### DIRECTION
Please write the listing below out again exactly, leaving every picture behind.

### RECORDS TO PROCESS
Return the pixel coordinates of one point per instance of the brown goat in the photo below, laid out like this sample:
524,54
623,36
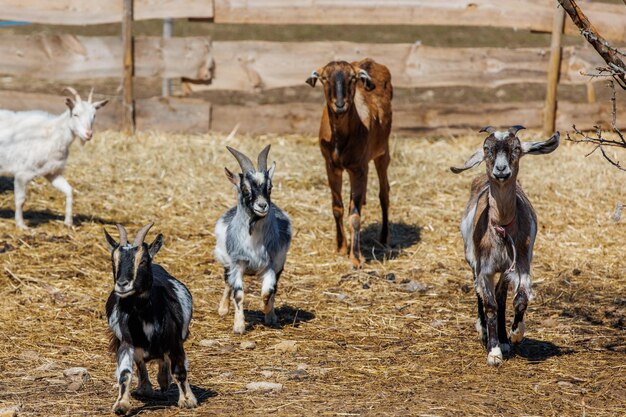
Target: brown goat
355,128
499,228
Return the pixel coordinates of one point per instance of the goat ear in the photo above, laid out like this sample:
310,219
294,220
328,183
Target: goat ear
313,78
541,148
367,80
270,172
156,244
111,243
474,160
234,178
100,104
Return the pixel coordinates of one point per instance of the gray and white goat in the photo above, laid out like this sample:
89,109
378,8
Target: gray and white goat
37,144
499,228
252,238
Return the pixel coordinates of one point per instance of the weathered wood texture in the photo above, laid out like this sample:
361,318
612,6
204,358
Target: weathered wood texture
258,65
554,70
610,19
198,116
69,57
81,12
413,119
160,114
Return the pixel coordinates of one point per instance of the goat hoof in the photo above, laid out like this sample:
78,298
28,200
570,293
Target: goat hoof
189,402
222,310
121,407
271,319
494,358
144,391
239,328
517,335
356,264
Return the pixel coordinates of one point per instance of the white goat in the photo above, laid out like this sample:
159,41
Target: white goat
37,144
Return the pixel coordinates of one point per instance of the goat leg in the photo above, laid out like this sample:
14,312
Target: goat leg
124,372
225,301
486,287
20,186
382,163
334,181
186,398
61,184
501,294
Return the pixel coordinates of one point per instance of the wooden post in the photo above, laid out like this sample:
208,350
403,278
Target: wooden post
129,68
168,28
549,114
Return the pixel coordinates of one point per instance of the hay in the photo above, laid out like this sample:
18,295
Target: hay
364,347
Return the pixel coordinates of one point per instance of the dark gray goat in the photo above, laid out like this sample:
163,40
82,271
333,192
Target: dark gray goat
252,238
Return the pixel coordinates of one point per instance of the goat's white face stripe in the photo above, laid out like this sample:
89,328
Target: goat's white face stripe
259,177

### SOLUTION TO THIS PROBLEM
Return the pixel coordinates of one point per instance of the brown goat in the photo below, laid out like this sample:
524,54
623,36
Target: brown goat
355,128
499,228
Return the pixel coordinates of one point per instance of the goat ear in the photo above, laid out like this sample:
310,219
294,220
328,183
Target: goat ear
313,78
541,148
367,80
270,172
156,244
111,243
474,160
234,178
100,104
Return the pixel coordinates of one point per instance of the gray and white goat in the photo above, laid out like this sample:
89,109
378,8
Target: gray and white goat
37,144
499,228
252,238
Return the pixel coordinates of one point per instance of the weathered wood texture in the photo above, laid out like this sample:
361,318
612,6
204,358
Target: weathered wood texture
258,65
554,70
610,19
198,116
69,57
81,12
413,119
160,114
Return the pixel coordinates of one point per instance of the goat hoof in the photo above, laid out like this sample:
78,298
28,200
570,293
Target: goat hoof
189,402
222,310
121,407
271,319
494,358
144,391
239,328
517,335
356,264
Return the pixel coordinates of one point per instance of the white goat in the photo above, laid out like this sample:
159,41
Target: white goat
37,144
Return the pixel coordinates of one point per instance of the goat leg in the photo above, laid out like this sample:
14,312
Target: goat leg
124,372
225,301
486,287
20,186
382,163
334,181
186,398
61,184
501,294
Return the pixel coordinates of one point per instance of the wooden post in the photo above, laid out like this sample:
208,350
403,278
Target: wooden post
129,68
168,28
549,114
Return the pixel coordinates of one point per instance of the hay in the photo above, laid out like this sample:
18,295
Target: hay
364,347
Return the pixel coordinates of one point per instance of the dark gray goat in the photo above, laid out like this sample:
163,40
82,271
333,192
Target: dark gray goat
252,238
Return the pixel coordinates of one point per instance of the goat's white face stripe in the photo above, laid out like this sample:
89,328
Target: goat's white face stripe
259,177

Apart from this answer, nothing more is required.